**What to do**
1. Answer these from the thread about the toe-pincher coffin:
(a) At what event was the coffin started, and in which month?
(b) What color was the base coat?
(c) How was the hardware finished?
2. Extend the forum thread about the toe-pincher coffin past its final post.

**Document passage**
====================
# New Toe-Pincher Coffin



## Evil Andrew (Nov 6, 2009)

Here is our finished toe-pincher coffin, that we started at the Colorado Haunters Make N Take in April.










More Pics Here -


----------



## Haunted Bayou (Feb 16, 2007)

That looks great. 
Has a real substantial feel to it.


----------



## GrimleeFeindish (Jan 23, 2009)

Looks great, wish I could have been there.


----------



## scream1973 (Dec 23, 2007)

whats the finish on it ..


----------



## Dark Star (Nov 6, 2007)

That is really nice, the finish looks great!


----------



## RoxyBlue (Oct 6, 2008)

Looks good, Evil, and I like the green copper patina it has.


----------



## psyko99 (Jan 11, 2008)

That looks great Evil Andrew!


----------



## Evil Andrew (Nov 6, 2009)

scream1973 said:


> whats the finish on it ..


It is a black base coat, with dry brushed two different greens and a brown. Hardware is painted gold metalic, drybrushed with black and green.


----------



## ScreamingScarecrow (Oct 1, 2008)

Looks great! you got the angles work out perfect! I also like, what looks like to me, faux metal banding.


----------



## fick209 (Aug 31, 2009)

That's a great looking coffin, nice work!


----------



## Denhaunt (Aug 18, 2006)

Incredible job. That is a nice piece of work!


----------



## Joiseygal (Sep 3, 2008)

Wow Evil Andrew that looks great! I was following the thread on your coffin make and take and you should show them what it looked like before. The finishing touches are awesome!
====================
A run of records:
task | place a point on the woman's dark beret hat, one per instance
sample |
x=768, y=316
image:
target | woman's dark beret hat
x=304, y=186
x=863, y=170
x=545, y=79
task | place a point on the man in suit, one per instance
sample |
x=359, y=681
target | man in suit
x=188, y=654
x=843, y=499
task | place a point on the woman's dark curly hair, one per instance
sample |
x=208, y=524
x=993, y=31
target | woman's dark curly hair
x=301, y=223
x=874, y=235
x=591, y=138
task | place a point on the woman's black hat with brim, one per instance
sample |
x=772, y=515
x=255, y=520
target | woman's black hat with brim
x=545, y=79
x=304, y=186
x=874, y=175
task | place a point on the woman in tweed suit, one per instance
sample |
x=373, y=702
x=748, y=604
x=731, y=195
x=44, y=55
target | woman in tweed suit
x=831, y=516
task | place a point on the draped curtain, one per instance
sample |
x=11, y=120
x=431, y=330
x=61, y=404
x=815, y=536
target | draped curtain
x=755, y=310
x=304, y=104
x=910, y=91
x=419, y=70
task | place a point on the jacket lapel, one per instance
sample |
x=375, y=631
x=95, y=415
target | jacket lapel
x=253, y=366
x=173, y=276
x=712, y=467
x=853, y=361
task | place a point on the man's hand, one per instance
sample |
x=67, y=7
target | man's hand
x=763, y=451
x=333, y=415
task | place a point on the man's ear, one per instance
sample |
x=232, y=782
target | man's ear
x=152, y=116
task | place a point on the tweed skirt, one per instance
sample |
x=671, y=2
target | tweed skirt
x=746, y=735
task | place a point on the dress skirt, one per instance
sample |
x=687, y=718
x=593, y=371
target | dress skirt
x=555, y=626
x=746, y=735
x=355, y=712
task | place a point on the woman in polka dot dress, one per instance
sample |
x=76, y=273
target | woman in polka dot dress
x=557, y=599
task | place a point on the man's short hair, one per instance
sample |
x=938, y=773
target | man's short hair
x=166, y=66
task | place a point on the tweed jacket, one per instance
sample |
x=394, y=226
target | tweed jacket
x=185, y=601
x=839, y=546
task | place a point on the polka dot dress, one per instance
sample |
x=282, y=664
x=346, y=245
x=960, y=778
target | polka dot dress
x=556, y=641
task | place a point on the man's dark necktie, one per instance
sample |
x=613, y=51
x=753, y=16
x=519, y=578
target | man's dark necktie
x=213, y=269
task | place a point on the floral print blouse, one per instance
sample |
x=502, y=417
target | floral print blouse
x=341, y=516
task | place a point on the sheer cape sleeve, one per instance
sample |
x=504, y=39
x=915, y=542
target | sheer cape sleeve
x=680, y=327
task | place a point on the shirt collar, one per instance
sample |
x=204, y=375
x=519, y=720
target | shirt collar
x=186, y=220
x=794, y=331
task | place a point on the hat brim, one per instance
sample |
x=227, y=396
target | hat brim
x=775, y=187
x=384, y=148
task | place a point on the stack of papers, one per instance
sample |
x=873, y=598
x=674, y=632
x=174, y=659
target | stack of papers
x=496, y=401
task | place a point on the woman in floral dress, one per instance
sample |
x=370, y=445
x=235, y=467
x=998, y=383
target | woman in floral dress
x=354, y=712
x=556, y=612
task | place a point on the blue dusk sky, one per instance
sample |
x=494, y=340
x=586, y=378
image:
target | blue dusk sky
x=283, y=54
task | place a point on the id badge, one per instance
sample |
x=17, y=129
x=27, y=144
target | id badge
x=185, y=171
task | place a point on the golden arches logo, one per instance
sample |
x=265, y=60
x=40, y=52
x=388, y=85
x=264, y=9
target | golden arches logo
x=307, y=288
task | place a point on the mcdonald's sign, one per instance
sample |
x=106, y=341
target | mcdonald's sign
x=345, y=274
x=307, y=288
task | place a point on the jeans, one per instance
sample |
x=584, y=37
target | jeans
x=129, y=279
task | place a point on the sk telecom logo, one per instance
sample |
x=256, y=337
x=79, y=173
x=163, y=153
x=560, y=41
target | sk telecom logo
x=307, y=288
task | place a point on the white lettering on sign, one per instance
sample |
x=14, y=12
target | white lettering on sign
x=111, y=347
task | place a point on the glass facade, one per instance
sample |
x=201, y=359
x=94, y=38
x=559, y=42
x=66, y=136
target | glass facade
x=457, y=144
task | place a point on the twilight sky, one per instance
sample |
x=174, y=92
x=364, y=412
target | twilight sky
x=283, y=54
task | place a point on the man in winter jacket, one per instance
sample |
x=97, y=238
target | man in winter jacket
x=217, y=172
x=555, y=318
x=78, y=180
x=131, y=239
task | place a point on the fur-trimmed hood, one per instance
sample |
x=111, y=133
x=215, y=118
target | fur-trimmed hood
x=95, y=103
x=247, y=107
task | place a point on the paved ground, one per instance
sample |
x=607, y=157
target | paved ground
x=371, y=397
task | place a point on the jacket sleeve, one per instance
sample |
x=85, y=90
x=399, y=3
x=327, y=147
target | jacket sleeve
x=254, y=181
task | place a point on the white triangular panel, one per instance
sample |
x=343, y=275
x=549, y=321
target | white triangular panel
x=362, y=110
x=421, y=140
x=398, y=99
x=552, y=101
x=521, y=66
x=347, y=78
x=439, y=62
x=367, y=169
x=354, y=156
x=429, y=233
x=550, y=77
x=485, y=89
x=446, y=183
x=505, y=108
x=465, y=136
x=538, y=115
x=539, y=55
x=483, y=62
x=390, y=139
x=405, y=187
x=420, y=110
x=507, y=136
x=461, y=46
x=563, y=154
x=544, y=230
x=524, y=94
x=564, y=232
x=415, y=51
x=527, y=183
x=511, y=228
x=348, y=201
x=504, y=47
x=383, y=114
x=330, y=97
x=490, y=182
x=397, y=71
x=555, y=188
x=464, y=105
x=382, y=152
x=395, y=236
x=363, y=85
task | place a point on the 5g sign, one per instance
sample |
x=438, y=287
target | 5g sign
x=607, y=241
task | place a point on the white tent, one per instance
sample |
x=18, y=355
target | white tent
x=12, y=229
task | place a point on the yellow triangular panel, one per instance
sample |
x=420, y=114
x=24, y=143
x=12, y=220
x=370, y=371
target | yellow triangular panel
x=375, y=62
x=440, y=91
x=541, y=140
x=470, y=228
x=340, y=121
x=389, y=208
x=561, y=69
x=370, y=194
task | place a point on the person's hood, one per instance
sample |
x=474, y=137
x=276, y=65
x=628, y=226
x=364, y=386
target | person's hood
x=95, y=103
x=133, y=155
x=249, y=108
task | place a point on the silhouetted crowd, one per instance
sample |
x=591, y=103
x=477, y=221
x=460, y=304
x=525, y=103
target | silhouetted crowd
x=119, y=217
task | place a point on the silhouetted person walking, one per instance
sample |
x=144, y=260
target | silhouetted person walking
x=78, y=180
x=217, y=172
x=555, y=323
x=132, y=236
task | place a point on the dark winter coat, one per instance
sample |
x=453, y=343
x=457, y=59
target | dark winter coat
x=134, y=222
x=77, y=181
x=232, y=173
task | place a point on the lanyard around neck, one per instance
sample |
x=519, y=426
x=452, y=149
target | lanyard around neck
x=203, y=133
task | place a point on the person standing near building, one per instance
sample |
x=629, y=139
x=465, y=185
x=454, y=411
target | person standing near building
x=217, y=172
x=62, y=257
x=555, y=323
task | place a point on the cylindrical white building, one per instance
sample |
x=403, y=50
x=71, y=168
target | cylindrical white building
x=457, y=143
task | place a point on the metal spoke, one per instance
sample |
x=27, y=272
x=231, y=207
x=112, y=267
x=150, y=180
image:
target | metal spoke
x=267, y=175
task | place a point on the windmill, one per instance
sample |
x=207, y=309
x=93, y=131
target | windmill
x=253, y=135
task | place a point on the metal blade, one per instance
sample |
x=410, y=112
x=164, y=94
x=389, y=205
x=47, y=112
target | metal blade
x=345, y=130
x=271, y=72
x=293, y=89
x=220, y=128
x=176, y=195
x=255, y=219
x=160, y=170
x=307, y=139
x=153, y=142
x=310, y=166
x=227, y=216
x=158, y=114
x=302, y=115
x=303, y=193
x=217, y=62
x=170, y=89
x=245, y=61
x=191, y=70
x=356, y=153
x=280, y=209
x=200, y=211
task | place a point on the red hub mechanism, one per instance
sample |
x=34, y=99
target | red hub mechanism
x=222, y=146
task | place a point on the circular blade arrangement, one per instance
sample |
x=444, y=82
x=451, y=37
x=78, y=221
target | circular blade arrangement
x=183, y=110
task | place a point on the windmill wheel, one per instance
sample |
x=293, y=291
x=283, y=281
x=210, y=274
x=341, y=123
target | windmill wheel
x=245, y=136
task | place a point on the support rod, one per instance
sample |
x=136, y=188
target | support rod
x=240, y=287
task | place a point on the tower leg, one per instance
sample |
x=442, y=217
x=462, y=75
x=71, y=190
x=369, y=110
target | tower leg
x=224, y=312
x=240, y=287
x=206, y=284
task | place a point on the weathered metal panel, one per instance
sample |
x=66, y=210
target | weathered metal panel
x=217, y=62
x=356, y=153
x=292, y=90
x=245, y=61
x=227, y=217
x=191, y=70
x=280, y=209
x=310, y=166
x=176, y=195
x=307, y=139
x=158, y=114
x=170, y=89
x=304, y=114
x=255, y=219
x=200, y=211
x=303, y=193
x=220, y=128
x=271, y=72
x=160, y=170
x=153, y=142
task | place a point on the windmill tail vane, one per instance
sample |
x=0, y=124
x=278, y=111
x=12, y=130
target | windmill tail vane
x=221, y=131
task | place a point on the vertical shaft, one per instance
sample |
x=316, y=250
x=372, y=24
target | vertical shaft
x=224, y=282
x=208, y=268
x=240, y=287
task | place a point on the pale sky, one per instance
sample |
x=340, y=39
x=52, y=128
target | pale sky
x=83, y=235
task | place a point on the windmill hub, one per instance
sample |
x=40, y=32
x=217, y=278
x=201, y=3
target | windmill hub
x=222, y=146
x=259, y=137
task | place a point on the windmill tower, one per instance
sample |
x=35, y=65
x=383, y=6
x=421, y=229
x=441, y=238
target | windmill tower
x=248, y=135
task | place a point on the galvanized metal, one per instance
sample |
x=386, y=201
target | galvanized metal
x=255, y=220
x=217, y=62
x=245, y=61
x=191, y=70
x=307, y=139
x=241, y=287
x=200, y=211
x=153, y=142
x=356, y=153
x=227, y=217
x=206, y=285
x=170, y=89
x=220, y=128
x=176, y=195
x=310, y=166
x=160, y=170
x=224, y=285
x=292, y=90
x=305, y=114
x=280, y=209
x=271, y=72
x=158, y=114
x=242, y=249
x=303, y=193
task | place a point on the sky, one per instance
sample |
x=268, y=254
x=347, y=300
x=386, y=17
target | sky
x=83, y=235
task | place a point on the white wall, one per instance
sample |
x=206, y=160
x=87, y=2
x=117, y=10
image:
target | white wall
====================
**Responses for each task**
1.
(a) The Colorado Haunters Make N Take, in April.
(b) Black.
(c) It was painted gold metallic, then drybrushed with black and green.

2.
----------



## Dark Angel 27 (Sep 11, 2008)

Very authentic looking!


----------



## Haunted Hot Sauce (May 7, 2010)

*Toe-pincher Coffin!*

Where can I learn how to make a toe-pincher like this?! It's beautiful! :jol:


----------



## Evil Andrew (Nov 6, 2009)

Haunted Hot Sauce said:


> Where can I learn how to make a toe-pincher like this?! It's beautiful! :jol:


The basic pattern used came from Garage of Evil

http://www.garageofevil.com/projects/toe_pincher_coffins.php

Photos from the make n take -  click here.


----------



## lisa48317 (Aug 18, 2010)

Love it! What kind of hinges did you use so the lid sits flush? I used regular door hinges on mine & there's a big gap. 
The link for the make n take isn't there anymore!


----------



## Evil Andrew (Nov 6, 2009)

Click here for a pic that shows the hinge attachment.. I used regular door hinges - attached under the lid and outside the coffin.


----------



## Dreadnight (Jul 9, 2006)

Andrew - it looks like it was just unearthed! Great job.


----------



## kprimm (Mar 14, 2009)

Beautiful work on the casket in all aspects. The build looks great, the fit, and the finish.Awesome work.


----------



## Monk (Aug 26, 2008)

Love it! I think this may be a late addition to my 'to do' list. Great work!


----------



## lisa48317 (Aug 18, 2010)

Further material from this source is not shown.